── DATA FOR THIS EXERCISE ──

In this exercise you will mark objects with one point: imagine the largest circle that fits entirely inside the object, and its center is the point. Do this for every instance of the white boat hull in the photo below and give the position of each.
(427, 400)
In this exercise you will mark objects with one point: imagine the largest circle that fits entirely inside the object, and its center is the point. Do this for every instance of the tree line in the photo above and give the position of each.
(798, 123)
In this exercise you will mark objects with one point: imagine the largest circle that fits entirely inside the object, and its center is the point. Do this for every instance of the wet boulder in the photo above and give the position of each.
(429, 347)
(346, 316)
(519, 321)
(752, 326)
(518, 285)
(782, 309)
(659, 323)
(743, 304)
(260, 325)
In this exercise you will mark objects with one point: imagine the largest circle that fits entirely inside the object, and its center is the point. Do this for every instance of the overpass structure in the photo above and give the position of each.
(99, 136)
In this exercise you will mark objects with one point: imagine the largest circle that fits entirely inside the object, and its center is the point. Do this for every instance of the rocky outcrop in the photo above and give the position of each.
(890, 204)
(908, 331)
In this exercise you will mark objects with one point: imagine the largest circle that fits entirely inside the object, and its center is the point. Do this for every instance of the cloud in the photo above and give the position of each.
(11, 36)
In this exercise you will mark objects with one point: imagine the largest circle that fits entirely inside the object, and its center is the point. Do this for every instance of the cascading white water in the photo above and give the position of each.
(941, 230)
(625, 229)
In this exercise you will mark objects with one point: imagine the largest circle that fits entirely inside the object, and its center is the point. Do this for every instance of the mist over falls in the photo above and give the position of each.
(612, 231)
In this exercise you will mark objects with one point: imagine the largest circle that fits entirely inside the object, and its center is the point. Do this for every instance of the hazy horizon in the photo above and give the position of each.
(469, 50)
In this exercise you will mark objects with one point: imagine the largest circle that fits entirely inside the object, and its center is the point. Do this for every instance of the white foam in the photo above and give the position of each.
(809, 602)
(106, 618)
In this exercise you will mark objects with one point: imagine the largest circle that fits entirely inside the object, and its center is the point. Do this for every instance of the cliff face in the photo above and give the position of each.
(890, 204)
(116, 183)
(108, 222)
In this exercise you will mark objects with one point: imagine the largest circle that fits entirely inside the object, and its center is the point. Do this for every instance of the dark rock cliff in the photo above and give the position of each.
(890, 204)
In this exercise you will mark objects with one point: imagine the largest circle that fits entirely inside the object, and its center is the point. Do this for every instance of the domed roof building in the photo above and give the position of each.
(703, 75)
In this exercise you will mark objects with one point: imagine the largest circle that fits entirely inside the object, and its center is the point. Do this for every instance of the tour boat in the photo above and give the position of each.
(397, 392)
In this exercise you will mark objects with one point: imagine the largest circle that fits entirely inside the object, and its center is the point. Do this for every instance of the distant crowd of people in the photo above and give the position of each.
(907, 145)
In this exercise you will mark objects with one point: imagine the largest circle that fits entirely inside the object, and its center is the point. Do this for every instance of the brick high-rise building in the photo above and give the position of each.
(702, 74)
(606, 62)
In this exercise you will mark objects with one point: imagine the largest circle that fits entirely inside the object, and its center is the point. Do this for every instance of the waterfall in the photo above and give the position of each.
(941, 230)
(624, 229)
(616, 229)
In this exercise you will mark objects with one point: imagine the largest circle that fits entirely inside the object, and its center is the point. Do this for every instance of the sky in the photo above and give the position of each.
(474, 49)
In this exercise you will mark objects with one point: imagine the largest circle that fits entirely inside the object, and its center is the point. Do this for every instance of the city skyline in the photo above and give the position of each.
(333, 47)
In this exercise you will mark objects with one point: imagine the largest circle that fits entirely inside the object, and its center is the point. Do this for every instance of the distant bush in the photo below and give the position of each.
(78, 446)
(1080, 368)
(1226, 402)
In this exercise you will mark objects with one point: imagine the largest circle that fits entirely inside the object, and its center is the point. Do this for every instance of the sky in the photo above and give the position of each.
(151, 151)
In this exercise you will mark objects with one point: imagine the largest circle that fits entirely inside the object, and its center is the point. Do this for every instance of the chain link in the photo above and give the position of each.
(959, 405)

───

All of the lines above must be returned exactly.

- _ANSWER BELOW_
In this exercise you will mark objects with one point: imagine the largest circle that fits entirely inside the object, and its center is the point. Do this for every instance of the white boat hull in the photo below and give the position of each.
(427, 400)
In this exercise you will mark objects with one point: imagine the largest circle that fits entirely inside the object, and its center is the point. Do this for every instance of the tree line in the photo above and give the position of each.
(798, 123)
In this exercise you will mark objects with one point: imagine the largest circle that fits entirely inside the object, and its center is the point. Do this for every instance of the wet boulder in the photo above and give the position of each.
(429, 347)
(346, 316)
(519, 321)
(752, 326)
(518, 285)
(782, 309)
(659, 323)
(743, 304)
(260, 325)
In this exercise you will mark objects with one point: imagine the largest circle that fits entirely inside the object, and its center is the point. Do this for every instance of the overpass structure in the photo above and give the position of each.
(99, 136)
In this exercise you will mark objects with one point: imagine the largest circle that fits entirely inside the object, and its center is the point. Do this for every instance of the rocky outcrop in the photo above and give the position of each.
(890, 204)
(908, 331)
In this exercise you will mark objects with one point: imagine the largest circle that fits entirely inside the object, and its center is the point. Do this for every instance of the cloud in the photo above and give the position of each.
(11, 36)
In this exercise you will mark objects with one point: imagine the largest circle that fits entirely inside the object, and its center is the point. Do this for every instance of the cascading white water in the photo above and give the position of each.
(941, 230)
(625, 229)
In this exercise you will mark objects with one point: imagine the largest circle that fits entirely inside the object, and its center is the point. Do this for every instance of the mist over falls in the photo above and give the position of each.
(612, 231)
In this exercise you will mark objects with one point: imagine the largest circle that fits entirely inside the object, and its center is the point. Do this for every instance of the hazy horizon in the photo above and give the position of each.
(469, 50)
In this exercise you will mark objects with one point: imagine the largest circle that fits entirely inside the object, and its center is the point. Do this for every instance of the white foam in the photo above and give the position of each.
(809, 602)
(106, 618)
In this exercise you will mark objects with one point: imagine the largest circle that fits entirely inside the object, and its center is the point. Do this for every instance of the cliff face in the photo above and give the position of each.
(890, 204)
(116, 183)
(108, 222)
In this exercise you will mark objects with one point: imagine the largest circle that fits entirely inside the object, and its center is the point. Do this for every instance of the dark rock cliff in the photo above and give the position of each.
(890, 204)
In this exercise you will mark objects with one point: imagine the largest circle that fits entirely inside the object, and its center is the point. Do this for every instance of the domed roof building in the photo above and give the position of each.
(703, 75)
In this exercise you will mark objects with one point: imagine the largest circle that fits entirely inside the object, and its center is the point. Do this for every instance of the tour boat in the photo above and give the position of each.
(397, 392)
In this exercise you will mark objects with one point: imagine the largest circle that fits entirely inside the object, and its center is the point. Do this for every instance of the distant crowd of people in the photo above and give the position of each.
(907, 145)
In this exercise you will mark objects with one point: imagine the largest circle that fits entirely inside the object, and its center is the point. Do this for every instance of the brick high-rise building in the photo above and give the position of each.
(702, 74)
(606, 62)
In this exercise you will mark objects with one point: imagine the largest circle that fits entirely inside the object, and its center is the point. Do this for every instance of the waterfall in the photo above and give the position of each.
(941, 230)
(624, 229)
(616, 229)
In this exercise you will mark objects with one point: imagine the largest circle that fits entirely inside the object, and its center is the point. Do this for every instance of the sky in the photo above and give the position of each.
(474, 49)
In this exercise you will mark objects with one point: imagine the largest circle that fits entirely inside the object, and its center is the point. Do this for every instance of the city skyline in the photo above and give the position of each.
(333, 47)
In this exercise you will mark objects with one point: imagine the largest circle that fits entirely inside the object, and its center is the point. Do this for every instance of the distant bush in the photo below and give the position of each.
(78, 446)
(1080, 368)
(1226, 402)
In this exercise you will mark objects with one point: imagine the largest circle that fits entirely inside the object, and its center is the point. Do this for every instance of the sky in the photo above and give the position of each.
(151, 151)
In this exercise you will mark objects with one point: imagine the largest circle that fits entirely inside the object, and its center is the point. Do this for every instance of the chain link in the photo above and give the position of each.
(959, 405)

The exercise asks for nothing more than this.